• EXERCISE TASK
Quote verbatim every line of the entries below, beginning with the line that contains "Task: set one pin on each instance of the blue" and continuing through the final line of the entries.

— start TASK MATERIAL —

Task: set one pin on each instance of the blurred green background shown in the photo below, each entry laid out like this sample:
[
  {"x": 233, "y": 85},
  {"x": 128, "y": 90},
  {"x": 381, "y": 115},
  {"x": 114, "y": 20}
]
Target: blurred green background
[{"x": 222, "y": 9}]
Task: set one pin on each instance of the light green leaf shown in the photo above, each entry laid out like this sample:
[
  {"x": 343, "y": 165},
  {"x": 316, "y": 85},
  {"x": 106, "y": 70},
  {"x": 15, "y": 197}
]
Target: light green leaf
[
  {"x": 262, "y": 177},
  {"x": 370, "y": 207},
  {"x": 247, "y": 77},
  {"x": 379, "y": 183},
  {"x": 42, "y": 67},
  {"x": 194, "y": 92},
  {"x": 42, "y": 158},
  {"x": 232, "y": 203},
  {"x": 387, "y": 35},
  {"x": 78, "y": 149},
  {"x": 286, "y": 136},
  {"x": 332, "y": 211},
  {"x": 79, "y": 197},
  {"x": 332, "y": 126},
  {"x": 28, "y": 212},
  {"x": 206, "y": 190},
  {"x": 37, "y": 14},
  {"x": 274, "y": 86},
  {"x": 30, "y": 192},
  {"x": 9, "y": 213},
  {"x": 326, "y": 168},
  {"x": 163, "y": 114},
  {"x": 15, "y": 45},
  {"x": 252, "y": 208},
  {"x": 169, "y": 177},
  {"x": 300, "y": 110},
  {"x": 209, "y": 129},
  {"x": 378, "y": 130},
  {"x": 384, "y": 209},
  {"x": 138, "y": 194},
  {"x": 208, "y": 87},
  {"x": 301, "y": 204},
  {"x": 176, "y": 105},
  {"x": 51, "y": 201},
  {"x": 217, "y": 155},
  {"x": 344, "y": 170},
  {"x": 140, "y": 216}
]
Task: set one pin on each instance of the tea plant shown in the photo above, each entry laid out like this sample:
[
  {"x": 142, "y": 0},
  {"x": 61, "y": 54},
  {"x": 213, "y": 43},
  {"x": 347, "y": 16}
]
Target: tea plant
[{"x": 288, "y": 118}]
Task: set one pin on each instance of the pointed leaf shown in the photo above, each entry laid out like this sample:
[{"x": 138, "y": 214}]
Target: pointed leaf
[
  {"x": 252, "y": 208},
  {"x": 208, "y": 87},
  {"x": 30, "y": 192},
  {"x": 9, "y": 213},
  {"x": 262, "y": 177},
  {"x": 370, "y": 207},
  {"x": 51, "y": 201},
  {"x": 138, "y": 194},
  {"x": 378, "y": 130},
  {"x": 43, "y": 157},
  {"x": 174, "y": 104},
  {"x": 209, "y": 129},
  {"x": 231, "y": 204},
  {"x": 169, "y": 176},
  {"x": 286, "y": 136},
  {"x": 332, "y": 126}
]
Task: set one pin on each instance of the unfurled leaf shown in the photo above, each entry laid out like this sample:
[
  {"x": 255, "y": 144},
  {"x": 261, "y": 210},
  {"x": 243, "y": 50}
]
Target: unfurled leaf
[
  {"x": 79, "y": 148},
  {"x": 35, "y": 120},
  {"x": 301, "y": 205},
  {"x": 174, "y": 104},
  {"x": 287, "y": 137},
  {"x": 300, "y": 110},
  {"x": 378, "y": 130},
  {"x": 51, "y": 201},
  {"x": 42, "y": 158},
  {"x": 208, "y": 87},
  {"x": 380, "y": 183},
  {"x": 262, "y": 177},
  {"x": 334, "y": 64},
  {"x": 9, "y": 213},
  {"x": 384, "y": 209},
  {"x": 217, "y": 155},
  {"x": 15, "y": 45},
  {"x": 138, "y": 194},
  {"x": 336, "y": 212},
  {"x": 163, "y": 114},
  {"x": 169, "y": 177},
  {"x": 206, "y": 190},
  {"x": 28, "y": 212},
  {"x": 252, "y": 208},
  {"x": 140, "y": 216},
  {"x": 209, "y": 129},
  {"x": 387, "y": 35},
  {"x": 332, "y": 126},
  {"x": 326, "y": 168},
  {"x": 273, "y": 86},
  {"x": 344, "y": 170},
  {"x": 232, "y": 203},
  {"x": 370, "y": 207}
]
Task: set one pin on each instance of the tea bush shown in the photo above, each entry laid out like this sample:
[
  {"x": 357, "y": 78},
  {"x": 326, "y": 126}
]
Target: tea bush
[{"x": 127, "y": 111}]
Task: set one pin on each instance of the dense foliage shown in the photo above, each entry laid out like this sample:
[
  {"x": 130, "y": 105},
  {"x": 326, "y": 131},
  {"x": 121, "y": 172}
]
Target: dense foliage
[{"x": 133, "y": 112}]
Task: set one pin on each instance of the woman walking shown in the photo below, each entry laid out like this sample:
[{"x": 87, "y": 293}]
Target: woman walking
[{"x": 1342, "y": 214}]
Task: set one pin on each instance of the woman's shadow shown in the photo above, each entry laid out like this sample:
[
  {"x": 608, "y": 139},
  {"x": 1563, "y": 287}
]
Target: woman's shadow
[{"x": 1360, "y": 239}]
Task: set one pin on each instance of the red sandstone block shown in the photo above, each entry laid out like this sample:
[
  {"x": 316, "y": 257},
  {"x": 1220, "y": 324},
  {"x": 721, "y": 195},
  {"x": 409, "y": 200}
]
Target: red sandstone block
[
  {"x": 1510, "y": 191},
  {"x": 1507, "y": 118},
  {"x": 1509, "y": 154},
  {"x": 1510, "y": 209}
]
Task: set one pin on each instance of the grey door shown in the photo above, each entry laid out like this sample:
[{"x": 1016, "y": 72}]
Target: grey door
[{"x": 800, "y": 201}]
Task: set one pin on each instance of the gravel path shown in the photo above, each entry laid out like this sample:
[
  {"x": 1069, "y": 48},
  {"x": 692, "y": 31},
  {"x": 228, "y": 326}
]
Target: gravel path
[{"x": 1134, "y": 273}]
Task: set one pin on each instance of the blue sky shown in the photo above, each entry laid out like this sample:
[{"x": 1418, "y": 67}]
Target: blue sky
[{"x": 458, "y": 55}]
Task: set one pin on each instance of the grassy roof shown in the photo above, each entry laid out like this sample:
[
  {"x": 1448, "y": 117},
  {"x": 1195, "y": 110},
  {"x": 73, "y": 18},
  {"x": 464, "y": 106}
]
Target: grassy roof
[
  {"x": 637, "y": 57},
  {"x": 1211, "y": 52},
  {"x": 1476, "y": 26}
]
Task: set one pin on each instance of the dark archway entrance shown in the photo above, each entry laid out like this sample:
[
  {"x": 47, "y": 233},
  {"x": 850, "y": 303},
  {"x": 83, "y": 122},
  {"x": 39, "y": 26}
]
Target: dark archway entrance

— end TASK MATERIAL —

• WRITTEN RESPONSE
Task: set one pin on each instance of the blue sky shown in the photo above, each entry laid out like this sample:
[{"x": 1418, "y": 67}]
Target: blue sky
[{"x": 458, "y": 55}]
Task: set one pin on each instance of the grassy roof shown in the photo above, each entry laid out like this sample:
[
  {"x": 1448, "y": 117},
  {"x": 1195, "y": 110},
  {"x": 73, "y": 18},
  {"x": 464, "y": 106}
]
Target: grassy roof
[
  {"x": 637, "y": 57},
  {"x": 1211, "y": 52},
  {"x": 1476, "y": 26}
]
Task: set one pin on each instance of the dark archway entrance shown in the photo above, each entry laid out like this sample:
[
  {"x": 47, "y": 233},
  {"x": 850, "y": 303},
  {"x": 83, "y": 122},
  {"x": 39, "y": 26}
]
Target: dark archway entrance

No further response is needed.